start Given records

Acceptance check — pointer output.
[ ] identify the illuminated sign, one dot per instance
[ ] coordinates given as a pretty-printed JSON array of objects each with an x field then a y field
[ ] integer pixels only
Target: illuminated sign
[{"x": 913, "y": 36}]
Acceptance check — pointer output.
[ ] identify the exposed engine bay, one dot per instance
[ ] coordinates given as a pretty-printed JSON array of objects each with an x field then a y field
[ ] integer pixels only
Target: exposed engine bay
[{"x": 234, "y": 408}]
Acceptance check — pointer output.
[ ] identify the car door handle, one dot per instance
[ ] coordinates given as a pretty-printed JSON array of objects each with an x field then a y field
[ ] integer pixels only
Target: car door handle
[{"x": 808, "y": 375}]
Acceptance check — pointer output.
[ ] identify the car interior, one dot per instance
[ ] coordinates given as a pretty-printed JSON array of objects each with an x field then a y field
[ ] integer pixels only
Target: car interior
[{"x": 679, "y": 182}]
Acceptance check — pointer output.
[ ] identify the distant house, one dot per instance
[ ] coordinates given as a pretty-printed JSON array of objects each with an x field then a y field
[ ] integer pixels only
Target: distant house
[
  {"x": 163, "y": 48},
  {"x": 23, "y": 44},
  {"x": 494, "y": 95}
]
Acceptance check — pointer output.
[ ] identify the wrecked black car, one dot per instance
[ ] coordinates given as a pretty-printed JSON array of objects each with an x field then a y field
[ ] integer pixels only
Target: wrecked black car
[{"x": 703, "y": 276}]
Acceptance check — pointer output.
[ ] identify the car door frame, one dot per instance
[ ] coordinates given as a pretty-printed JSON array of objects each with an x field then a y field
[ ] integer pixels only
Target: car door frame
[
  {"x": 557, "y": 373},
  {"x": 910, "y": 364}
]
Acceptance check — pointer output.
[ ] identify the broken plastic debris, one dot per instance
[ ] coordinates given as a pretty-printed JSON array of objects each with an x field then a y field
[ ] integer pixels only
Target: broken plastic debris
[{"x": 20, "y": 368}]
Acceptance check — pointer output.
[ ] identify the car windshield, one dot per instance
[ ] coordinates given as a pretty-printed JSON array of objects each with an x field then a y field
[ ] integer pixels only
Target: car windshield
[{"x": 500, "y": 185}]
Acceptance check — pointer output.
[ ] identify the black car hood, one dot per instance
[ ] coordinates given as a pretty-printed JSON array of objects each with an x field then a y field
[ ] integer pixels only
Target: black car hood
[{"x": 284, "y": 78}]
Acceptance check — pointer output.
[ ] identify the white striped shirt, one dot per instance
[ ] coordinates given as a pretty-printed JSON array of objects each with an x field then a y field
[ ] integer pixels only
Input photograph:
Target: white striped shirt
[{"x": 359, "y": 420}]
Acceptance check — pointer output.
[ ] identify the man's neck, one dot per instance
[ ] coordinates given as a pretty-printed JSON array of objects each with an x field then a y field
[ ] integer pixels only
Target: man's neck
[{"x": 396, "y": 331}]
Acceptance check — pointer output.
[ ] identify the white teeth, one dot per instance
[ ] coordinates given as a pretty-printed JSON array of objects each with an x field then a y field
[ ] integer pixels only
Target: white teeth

end Given records

**Aim**
Collect every line in the items above that contains the word "shirt". Case counts.

**Complete answer**
[ ] identify the white striped shirt, one dot per instance
Target: white striped shirt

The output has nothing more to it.